■ **DATASET CONTENT**
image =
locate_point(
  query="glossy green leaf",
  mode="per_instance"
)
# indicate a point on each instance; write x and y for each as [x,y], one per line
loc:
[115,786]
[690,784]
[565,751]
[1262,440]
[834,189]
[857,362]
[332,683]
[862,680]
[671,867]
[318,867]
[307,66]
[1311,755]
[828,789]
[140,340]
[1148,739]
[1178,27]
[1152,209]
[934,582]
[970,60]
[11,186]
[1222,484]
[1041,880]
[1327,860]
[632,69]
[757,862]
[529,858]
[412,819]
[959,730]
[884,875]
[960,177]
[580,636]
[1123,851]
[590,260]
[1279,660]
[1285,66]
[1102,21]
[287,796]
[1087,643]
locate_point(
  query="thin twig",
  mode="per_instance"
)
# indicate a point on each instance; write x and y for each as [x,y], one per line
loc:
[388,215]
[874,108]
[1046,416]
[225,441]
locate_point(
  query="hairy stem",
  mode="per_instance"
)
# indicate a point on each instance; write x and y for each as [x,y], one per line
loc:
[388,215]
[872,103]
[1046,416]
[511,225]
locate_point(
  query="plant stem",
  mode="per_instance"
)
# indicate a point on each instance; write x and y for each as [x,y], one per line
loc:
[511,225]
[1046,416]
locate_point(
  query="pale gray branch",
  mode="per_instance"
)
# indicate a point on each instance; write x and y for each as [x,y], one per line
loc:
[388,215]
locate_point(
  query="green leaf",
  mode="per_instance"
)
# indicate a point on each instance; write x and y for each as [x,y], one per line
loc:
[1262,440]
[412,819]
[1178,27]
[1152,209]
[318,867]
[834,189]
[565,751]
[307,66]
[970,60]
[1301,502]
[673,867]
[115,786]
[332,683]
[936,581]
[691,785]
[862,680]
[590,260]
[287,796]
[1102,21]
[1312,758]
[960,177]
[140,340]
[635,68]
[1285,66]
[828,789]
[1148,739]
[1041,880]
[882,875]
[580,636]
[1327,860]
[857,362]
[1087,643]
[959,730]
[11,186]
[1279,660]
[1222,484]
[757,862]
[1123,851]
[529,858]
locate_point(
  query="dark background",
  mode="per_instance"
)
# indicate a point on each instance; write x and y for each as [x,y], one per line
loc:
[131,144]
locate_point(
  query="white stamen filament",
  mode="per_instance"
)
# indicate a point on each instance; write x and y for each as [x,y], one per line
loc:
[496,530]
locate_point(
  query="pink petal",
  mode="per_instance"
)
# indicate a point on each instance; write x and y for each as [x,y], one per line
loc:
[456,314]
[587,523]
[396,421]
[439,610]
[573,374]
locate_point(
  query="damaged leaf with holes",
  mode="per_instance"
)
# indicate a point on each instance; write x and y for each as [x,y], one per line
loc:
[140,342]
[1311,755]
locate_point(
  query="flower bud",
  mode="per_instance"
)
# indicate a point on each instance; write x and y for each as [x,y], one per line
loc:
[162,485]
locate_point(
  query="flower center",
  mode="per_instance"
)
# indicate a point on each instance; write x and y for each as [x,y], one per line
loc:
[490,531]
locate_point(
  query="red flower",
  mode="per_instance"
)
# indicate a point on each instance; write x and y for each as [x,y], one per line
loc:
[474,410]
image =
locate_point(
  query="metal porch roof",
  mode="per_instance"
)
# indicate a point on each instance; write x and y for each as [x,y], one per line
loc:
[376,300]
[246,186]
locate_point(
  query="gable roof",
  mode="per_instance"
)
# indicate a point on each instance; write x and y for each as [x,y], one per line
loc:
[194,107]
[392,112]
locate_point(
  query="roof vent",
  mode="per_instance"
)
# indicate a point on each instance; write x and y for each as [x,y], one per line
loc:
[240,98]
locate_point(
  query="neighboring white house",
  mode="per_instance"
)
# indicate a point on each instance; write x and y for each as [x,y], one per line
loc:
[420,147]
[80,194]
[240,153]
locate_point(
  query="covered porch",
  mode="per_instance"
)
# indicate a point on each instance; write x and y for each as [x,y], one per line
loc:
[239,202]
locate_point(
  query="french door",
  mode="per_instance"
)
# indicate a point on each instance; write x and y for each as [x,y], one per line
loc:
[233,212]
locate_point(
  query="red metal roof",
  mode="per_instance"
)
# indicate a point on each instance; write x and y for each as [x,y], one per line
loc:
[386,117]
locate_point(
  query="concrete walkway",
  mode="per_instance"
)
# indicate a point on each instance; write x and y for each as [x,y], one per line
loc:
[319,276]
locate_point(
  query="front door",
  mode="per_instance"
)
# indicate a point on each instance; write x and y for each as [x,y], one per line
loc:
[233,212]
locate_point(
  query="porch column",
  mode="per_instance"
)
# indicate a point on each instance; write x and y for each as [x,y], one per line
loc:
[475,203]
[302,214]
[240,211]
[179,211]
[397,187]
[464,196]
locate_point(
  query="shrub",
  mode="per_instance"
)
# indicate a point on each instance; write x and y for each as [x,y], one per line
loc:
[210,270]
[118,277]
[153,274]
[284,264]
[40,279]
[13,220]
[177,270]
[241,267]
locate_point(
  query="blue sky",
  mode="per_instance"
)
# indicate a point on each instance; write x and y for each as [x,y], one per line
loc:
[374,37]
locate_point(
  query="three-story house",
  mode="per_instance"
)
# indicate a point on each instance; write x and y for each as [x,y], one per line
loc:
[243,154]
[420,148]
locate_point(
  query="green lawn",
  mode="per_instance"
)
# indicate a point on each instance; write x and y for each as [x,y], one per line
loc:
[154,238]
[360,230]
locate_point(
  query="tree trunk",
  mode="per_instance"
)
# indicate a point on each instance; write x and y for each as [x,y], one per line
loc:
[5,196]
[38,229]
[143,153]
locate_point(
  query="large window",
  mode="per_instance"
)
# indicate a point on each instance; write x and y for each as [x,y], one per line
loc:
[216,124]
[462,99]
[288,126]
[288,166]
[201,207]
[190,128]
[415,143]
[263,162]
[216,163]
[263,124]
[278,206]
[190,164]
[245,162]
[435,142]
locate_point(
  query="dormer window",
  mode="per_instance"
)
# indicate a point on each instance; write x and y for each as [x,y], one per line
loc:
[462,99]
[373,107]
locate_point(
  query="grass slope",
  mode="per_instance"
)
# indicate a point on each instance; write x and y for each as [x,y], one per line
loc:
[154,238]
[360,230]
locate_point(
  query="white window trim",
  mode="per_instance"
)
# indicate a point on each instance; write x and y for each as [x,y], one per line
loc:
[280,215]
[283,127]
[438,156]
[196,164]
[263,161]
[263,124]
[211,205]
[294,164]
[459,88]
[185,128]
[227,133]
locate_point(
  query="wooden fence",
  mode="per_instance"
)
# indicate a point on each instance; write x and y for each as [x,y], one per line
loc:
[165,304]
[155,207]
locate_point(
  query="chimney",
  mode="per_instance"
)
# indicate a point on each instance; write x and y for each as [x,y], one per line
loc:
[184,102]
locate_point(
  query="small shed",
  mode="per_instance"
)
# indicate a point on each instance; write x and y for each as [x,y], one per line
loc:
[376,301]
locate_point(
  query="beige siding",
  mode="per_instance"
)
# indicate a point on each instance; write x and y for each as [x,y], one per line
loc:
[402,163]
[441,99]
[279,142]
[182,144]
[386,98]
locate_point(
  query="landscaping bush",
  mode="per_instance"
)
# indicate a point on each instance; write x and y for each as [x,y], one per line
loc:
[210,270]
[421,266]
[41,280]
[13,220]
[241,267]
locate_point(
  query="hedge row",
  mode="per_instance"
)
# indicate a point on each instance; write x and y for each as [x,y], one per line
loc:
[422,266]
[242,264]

■ **SET TASK**
Transcribe all entries exactly as they are given.

■ **ANSWER TO THIS EXERCISE**
image =
locate_point(
  query="glossy green leaf",
  mode="per_instance"
)
# indicate a point on each instance; write x and y for each as [x,y], one per line
loc:
[115,786]
[690,784]
[565,751]
[1262,440]
[834,189]
[857,362]
[332,683]
[862,680]
[671,867]
[318,867]
[307,66]
[1311,755]
[828,789]
[140,340]
[1148,739]
[1178,27]
[1152,209]
[934,582]
[970,60]
[11,186]
[1222,484]
[1041,880]
[1327,860]
[632,69]
[757,862]
[529,858]
[412,819]
[959,730]
[884,875]
[960,177]
[580,636]
[1123,851]
[590,260]
[1279,660]
[1285,66]
[1102,21]
[287,796]
[1087,643]
locate_point(
  query="thin twig",
  mode="per_instance"
)
# indicate a point on each instance; write x and y for each as [x,y], one per line
loc:
[388,215]
[874,108]
[1046,416]
[225,441]
locate_point(
  query="hairy stem",
  mode="per_instance"
)
# indicate a point on each instance; write x and y for each as [x,y], one per line
loc:
[388,215]
[872,103]
[1046,416]
[511,225]
locate_point(
  query="plant stem",
  mode="per_instance"
)
# indicate a point on each instance; write x and y for each as [x,y], one per line
loc:
[511,225]
[1046,416]
locate_point(
  query="pale gray branch",
  mode="per_instance"
)
# indicate a point on each instance; write x and y for each as [x,y], one per line
loc:
[388,215]
locate_point(
  query="green leaf",
  mode="per_instance"
)
# indicate a point on each instance; write x and y for each as [x,y], one per line
loc:
[1262,440]
[412,819]
[1178,27]
[1152,209]
[318,867]
[834,189]
[565,751]
[307,66]
[970,60]
[1301,502]
[673,867]
[115,786]
[332,683]
[936,581]
[691,785]
[862,680]
[590,260]
[287,796]
[1102,21]
[1312,758]
[960,177]
[140,340]
[635,68]
[1285,66]
[828,789]
[1148,739]
[1041,880]
[882,875]
[580,636]
[1327,860]
[857,362]
[1087,643]
[959,730]
[11,186]
[1279,660]
[1222,484]
[757,862]
[1123,851]
[529,858]
locate_point(
  query="dark background",
  mode="per_instance"
)
# indicate a point on each instance; write x and y for each as [x,y], one per line
loc:
[131,144]
locate_point(
  query="white stamen filament",
  mode="per_instance"
)
# indicate a point on each instance; write x and y for each as [x,y], one per line
loc:
[496,530]
locate_point(
  query="pink petal",
  mode="per_instance"
)
# indicate a point on each instance; write x and y for each as [x,y], one per line
loc:
[456,314]
[587,523]
[396,421]
[439,610]
[573,374]
locate_point(
  query="damaged leaf with holes",
  mode="per_instance"
)
# indicate a point on each instance; write x and y for each as [x,y], one per line
loc:
[140,342]
[1311,755]
locate_point(
  query="flower bud",
  mode="per_instance"
)
# indicate a point on each instance; write x and y for each as [x,y], one per line
loc:
[162,485]
locate_point(
  query="flower center",
  mode="per_instance"
)
# indicate a point on each instance; write x and y for each as [x,y], one per line
loc:
[490,531]
locate_point(
  query="red flower",
  mode="per_instance"
)
# indicate a point on each instance; write x and y for each as [x,y], one per line
loc:
[474,410]
image =
locate_point(
  query="metal porch roof",
  mode="per_instance"
)
# indicate a point on each instance; write x and y for each as [x,y], one per line
loc:
[376,300]
[246,186]
locate_point(
  query="gable roof",
  mode="per_instance"
)
# indicate a point on each instance; write x and y for each as [x,y], one per line
loc:
[194,107]
[392,112]
locate_point(
  query="roof vent",
  mode="per_instance"
)
# indicate a point on each instance; write x and y for each as [x,y], one per line
loc:
[240,98]
locate_point(
  query="neighboring white house",
  mode="per_instance"
)
# indicate a point on each instance; write x and y for each as [x,y], one per line
loc:
[420,147]
[80,194]
[240,153]
locate_point(
  query="covered porch",
  mode="per_instance"
)
# indicate a point on each instance; write x and y for each as [x,y], one per line
loc:
[239,202]
locate_point(
  query="french door",
  mode="per_instance"
)
# indicate a point on each instance; write x and y for each as [x,y], one per line
loc:
[233,212]
locate_point(
  query="red metal roof",
  mode="per_instance"
)
# indicate a point on each instance; write x and y for each as [x,y], one per line
loc:
[386,117]
locate_point(
  query="concrete walkway",
  mode="per_instance"
)
# indicate a point on each instance; write x and y for each as [x,y], one per line
loc:
[319,276]
locate_point(
  query="front door",
  mode="per_instance"
)
# indicate a point on each instance; write x and y for each as [x,y], one per line
loc:
[233,212]
locate_point(
  query="porch column",
  mode="per_instance"
)
# indicate a point on each instance; write x and y for each as [x,y], one per line
loc:
[475,203]
[302,214]
[240,211]
[179,211]
[397,187]
[464,196]
locate_point(
  query="shrub",
  mode="per_instance"
)
# indicate a point on each instance; write x and y for each as [x,y], one per line
loc:
[210,270]
[118,277]
[153,274]
[284,264]
[40,279]
[13,220]
[177,270]
[241,267]
locate_point(
  query="blue sky",
  mode="per_instance"
)
# indicate a point on each instance; write x and y for each as [x,y], one per line
loc:
[374,37]
locate_point(
  query="three-story house",
  mode="per_instance"
)
# indicate a point on each instance; write x and y for each as [x,y], one per line
loc:
[243,154]
[420,148]
locate_point(
  query="green lawn",
  mode="per_instance"
)
# indicate a point on each instance; write x and y for each as [x,y], one per line
loc:
[154,238]
[360,230]
locate_point(
  query="tree trunk",
  mode="per_instance"
)
# indicate a point on each instance; write x and y for each as [x,y], one per line
loc:
[5,196]
[38,229]
[143,153]
locate_point(
  query="large window",
  mode="per_instance"
)
# indicate a point on each instance; write x and y for each as [x,y], one per line
loc:
[216,124]
[462,99]
[288,126]
[288,166]
[201,207]
[190,128]
[415,143]
[263,162]
[216,163]
[263,124]
[278,206]
[190,164]
[245,162]
[435,142]
locate_point(
  query="dormer window",
  mode="per_instance"
)
# indicate a point on each instance; write x and y for each as [x,y], one per line
loc:
[462,99]
[373,107]
locate_point(
  query="grass slope",
  mode="per_instance"
)
# indicate a point on each instance; write x and y for each as [x,y], one per line
loc:
[154,238]
[360,230]
locate_point(
  query="white window trim",
  mode="per_instance"
)
# indicate a point on each instance; write x and y for each as [x,y], one per line
loc:
[280,215]
[283,127]
[438,156]
[196,164]
[263,161]
[263,124]
[211,205]
[294,164]
[459,88]
[185,128]
[227,133]
locate_point(
  query="wooden fence",
  mode="per_instance"
)
# indicate a point on each instance; write x and y for each as [x,y], one per line
loc:
[165,304]
[155,207]
locate_point(
  query="chimney",
  mode="per_instance"
)
# indicate a point on each instance; write x and y for each as [x,y], one per line
loc:
[184,102]
locate_point(
  query="small shed",
  mode="per_instance"
)
# indicate a point on each instance; write x and y for each as [x,y], one per line
loc:
[376,301]
locate_point(
  query="beige siding",
  mode="per_instance"
)
# indicate a point on each instance; write x and y for each as [x,y], one per line
loc:
[402,163]
[441,99]
[279,142]
[182,144]
[386,98]
locate_point(
  query="landscaping bush",
  mode="per_instance"
)
# indicate a point on each instance; write x and y for each as [x,y], one per line
loc:
[210,270]
[421,266]
[41,280]
[13,220]
[241,267]
locate_point(
  query="hedge row",
  mode="per_instance"
)
# indicate a point on each instance; write x and y for each as [x,y], one per line
loc:
[422,266]
[242,264]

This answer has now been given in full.